What this task involves → After finding the line containing "Target: arched ceiling" below, please output that line and each following one through the line containing "Target: rough stone wall", exactly as written.

Region pointing data:
*****
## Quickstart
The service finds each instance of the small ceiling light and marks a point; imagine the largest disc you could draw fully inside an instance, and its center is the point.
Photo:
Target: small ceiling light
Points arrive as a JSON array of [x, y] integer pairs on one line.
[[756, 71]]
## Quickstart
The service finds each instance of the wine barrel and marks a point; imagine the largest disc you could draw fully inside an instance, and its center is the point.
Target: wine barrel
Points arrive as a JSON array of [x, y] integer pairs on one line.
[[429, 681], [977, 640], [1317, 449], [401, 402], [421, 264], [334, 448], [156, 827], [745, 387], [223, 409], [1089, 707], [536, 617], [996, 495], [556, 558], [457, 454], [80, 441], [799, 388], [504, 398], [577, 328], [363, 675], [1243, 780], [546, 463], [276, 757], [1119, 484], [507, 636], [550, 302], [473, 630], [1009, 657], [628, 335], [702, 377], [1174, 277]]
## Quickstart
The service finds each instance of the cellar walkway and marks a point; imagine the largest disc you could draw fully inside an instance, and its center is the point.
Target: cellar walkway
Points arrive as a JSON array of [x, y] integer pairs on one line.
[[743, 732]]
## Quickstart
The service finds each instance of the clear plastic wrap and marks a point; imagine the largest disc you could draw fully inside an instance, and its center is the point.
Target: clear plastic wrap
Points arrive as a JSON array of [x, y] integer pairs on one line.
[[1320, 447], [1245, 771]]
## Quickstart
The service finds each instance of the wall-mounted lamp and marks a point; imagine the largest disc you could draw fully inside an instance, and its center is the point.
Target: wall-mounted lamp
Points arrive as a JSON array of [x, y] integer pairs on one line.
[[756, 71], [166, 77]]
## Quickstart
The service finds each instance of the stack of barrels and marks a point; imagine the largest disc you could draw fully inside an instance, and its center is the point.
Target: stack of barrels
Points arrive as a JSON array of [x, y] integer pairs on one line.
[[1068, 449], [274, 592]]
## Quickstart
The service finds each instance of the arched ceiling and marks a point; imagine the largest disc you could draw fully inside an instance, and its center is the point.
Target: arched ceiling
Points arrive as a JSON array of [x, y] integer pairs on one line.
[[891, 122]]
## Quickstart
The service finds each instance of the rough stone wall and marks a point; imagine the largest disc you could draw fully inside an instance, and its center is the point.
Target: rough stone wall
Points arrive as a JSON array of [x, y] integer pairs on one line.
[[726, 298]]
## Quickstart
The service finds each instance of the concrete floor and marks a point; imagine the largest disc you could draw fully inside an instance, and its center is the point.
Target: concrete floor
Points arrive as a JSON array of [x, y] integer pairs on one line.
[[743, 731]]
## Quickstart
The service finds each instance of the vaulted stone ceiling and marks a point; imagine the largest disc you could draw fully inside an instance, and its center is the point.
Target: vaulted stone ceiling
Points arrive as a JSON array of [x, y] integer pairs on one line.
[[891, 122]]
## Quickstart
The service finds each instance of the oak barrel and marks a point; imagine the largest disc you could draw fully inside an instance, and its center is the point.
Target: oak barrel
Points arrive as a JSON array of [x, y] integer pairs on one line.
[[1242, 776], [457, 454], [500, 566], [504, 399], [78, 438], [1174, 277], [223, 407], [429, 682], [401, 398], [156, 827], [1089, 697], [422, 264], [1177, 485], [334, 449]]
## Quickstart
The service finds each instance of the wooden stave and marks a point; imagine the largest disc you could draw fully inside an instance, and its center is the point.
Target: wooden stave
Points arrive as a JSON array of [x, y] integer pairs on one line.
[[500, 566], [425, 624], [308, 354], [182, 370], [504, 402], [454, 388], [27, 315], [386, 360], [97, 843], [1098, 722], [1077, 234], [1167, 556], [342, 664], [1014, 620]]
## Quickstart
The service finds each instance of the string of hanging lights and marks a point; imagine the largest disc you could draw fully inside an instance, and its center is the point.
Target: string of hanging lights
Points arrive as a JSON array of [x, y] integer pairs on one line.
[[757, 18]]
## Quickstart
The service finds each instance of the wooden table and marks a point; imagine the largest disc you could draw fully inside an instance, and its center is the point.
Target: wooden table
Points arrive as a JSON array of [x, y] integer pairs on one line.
*****
Problem solution →
Target: arched ceiling
Points arrive as a JSON array of [x, y] integer pairs on one line.
[[891, 122]]
## Quickstart
The service finds each instance of the rough stone wall and marks a point; imagine the largest disc you could draw fully inside an instance, and its center is the point.
Target: rough stone wall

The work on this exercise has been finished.